::: Input records

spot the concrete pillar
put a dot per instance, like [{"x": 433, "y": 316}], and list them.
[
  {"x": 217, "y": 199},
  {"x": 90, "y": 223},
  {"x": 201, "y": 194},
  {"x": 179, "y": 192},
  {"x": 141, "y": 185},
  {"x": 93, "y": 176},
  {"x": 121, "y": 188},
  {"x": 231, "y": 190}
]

::::::

Copy the listing above line for line, with nothing added or left out.

* **Result for this task**:
spot the concrete pillar
put a dot per instance, like [{"x": 433, "y": 316}], and list them.
[
  {"x": 217, "y": 199},
  {"x": 90, "y": 223},
  {"x": 201, "y": 194},
  {"x": 179, "y": 192},
  {"x": 141, "y": 185},
  {"x": 93, "y": 176},
  {"x": 121, "y": 188},
  {"x": 231, "y": 190}
]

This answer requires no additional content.